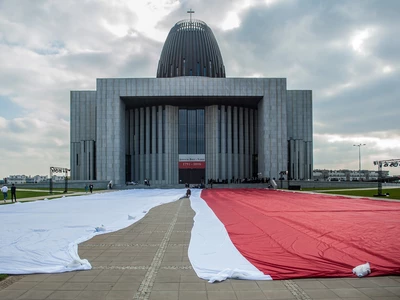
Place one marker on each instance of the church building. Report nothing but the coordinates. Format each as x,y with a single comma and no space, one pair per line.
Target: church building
191,123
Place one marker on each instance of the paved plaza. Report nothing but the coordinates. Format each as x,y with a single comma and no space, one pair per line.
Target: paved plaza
148,260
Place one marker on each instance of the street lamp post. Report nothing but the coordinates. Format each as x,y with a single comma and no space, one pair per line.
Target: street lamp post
359,159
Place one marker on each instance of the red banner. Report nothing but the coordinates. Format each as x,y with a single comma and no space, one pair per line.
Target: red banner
192,165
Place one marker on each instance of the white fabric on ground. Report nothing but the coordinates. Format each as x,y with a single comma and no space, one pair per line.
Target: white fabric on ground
42,236
211,251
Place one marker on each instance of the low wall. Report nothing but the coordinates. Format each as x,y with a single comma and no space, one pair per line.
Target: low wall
72,184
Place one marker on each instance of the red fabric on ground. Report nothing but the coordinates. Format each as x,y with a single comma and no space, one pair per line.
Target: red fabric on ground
298,235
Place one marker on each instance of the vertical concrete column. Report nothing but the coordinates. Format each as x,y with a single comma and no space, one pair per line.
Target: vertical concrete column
229,141
212,143
131,141
82,159
167,142
241,144
142,137
136,157
160,168
216,140
223,138
147,150
175,157
153,144
235,143
246,144
171,164
251,141
91,160
208,141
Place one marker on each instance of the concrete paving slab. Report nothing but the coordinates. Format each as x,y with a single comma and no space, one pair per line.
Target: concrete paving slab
148,260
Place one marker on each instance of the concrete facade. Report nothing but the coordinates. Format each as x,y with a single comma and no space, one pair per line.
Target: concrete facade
129,128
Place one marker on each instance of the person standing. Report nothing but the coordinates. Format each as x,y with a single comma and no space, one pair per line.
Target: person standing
13,193
4,190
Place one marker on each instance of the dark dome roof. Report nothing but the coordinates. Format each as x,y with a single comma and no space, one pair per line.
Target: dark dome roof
190,50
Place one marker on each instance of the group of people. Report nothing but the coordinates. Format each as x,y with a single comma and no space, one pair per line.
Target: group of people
4,190
89,187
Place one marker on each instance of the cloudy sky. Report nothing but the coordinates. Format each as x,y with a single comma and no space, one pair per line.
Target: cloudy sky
347,52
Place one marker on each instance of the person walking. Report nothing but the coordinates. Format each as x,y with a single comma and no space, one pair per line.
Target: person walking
13,193
4,190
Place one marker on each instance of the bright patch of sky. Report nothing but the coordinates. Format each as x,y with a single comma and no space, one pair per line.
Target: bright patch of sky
346,52
8,109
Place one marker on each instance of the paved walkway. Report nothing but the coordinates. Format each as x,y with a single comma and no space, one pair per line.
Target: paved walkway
148,260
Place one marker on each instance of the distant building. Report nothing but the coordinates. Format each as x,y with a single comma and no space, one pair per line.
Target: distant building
347,175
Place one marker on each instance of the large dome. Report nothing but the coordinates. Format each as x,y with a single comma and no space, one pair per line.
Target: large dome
190,50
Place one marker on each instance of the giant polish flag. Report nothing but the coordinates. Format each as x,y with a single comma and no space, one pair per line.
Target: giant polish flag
292,235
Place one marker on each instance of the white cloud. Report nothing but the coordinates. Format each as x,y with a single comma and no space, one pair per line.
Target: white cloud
345,51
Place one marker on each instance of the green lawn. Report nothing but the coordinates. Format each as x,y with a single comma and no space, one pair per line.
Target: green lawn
393,193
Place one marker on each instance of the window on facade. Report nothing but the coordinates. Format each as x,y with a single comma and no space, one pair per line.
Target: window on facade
191,131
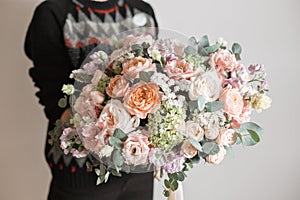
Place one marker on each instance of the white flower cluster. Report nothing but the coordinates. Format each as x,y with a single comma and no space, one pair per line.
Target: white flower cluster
209,119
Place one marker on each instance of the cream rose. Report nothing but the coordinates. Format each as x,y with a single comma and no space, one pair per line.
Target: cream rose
207,85
194,130
114,115
211,133
226,137
177,69
142,98
217,158
136,149
117,87
132,67
233,101
188,150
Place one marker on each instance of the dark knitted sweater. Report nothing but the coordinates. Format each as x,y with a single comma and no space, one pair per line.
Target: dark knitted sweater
60,36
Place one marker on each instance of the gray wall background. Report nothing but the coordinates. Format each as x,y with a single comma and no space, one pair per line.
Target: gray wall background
268,32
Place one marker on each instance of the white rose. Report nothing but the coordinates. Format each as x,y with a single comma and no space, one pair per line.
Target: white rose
194,130
114,115
208,85
217,158
212,133
226,137
136,149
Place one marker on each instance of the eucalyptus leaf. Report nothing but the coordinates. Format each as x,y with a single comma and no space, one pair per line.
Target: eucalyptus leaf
167,183
204,42
180,176
214,106
212,48
146,76
118,158
210,148
190,50
193,105
254,135
63,102
196,144
236,48
118,133
115,142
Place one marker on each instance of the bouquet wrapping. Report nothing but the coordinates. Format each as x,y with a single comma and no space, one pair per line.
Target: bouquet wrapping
147,104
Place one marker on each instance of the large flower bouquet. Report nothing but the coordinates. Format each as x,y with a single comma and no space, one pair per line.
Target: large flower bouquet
160,105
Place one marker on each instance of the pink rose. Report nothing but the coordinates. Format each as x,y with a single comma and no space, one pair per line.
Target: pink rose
233,101
136,149
217,158
226,137
132,67
177,69
223,60
188,150
143,98
117,87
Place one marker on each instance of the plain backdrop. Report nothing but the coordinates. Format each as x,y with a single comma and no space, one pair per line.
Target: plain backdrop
269,32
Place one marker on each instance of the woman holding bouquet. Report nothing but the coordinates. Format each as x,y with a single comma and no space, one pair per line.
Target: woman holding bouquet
60,36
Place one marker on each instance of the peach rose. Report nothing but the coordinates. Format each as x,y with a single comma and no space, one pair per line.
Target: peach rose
142,98
208,85
217,158
194,130
132,67
188,150
117,87
226,137
211,133
233,101
136,149
223,60
177,69
114,115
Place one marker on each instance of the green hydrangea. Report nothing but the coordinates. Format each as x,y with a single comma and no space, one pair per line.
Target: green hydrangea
164,126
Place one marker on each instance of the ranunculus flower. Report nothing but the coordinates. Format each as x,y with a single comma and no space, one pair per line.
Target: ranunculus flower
208,85
212,133
177,69
194,130
136,149
223,60
132,67
188,150
142,98
117,87
217,158
233,101
226,137
114,115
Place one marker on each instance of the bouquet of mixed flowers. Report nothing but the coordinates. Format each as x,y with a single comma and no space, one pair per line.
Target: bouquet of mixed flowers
160,105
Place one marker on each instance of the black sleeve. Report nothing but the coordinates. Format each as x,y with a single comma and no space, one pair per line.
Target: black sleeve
44,45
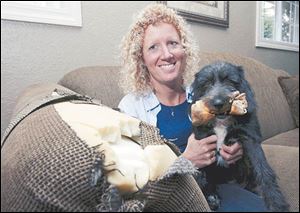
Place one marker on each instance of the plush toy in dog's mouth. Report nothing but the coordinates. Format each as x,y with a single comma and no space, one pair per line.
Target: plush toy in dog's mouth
201,113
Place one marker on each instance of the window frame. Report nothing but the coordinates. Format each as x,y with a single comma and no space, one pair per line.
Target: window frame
68,13
260,42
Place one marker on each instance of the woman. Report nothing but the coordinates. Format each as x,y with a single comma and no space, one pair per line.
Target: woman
158,61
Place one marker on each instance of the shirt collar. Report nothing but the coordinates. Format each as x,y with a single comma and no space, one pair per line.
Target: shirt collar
151,101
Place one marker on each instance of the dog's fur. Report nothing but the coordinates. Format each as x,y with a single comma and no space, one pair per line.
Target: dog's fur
214,83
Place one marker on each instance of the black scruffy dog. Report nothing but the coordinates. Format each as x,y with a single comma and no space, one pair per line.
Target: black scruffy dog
215,83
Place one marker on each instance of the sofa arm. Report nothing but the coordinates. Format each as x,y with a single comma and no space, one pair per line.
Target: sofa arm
287,170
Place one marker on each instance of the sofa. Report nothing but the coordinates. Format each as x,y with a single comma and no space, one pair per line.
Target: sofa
278,112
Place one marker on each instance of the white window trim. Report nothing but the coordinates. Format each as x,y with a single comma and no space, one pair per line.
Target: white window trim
69,13
260,42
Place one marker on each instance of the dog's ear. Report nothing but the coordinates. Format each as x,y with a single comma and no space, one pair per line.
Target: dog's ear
246,88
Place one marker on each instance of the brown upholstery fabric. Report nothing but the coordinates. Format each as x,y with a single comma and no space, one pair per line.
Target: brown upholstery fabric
289,138
46,167
290,87
97,82
273,111
285,162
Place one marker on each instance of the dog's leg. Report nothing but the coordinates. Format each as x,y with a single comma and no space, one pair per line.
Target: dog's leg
265,177
210,188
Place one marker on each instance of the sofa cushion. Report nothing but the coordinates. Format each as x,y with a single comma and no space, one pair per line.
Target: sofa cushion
290,87
289,138
99,82
287,171
273,110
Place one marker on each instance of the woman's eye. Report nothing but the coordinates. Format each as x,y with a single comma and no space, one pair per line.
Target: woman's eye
152,47
173,43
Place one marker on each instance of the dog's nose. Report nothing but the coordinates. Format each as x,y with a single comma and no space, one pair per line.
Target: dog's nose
218,103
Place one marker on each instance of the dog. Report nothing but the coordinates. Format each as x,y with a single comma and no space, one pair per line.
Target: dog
215,85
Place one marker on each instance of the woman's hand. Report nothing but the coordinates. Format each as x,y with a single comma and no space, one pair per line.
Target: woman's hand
201,152
231,154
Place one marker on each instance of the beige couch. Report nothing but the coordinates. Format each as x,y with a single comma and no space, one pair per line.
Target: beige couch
279,130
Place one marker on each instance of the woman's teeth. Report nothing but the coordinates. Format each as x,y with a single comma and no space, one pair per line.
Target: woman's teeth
167,66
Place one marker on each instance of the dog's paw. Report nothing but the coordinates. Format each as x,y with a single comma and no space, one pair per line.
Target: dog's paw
213,201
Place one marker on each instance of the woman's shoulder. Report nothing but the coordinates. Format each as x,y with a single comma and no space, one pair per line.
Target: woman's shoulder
130,98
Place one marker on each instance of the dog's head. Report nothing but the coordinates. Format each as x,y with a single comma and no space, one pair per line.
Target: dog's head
215,85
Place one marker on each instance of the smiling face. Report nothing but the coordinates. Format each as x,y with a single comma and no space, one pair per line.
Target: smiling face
163,54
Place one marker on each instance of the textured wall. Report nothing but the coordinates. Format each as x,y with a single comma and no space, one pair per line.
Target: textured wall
35,53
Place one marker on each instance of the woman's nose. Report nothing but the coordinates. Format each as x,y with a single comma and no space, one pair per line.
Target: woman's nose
166,53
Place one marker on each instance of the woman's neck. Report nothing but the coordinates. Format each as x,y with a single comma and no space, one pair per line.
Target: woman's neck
170,96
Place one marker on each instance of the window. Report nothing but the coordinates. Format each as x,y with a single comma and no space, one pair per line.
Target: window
51,12
277,25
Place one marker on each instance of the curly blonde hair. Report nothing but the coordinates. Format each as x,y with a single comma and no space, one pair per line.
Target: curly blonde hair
134,75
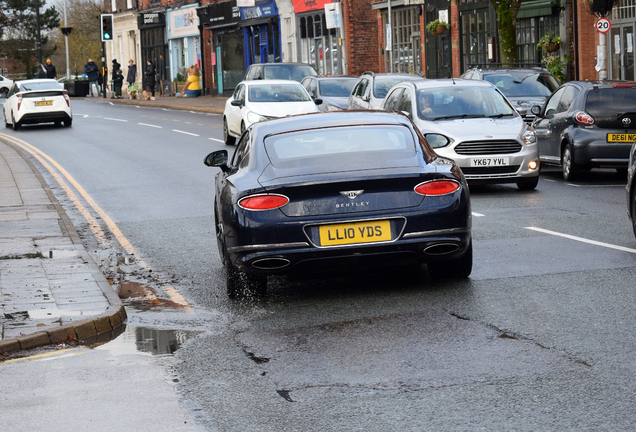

EXERCISE GOAL ▸ How many lines of the data above contain the string "banner", with letter case taken into account? Give only the number.

FINAL RESULT ▸ 2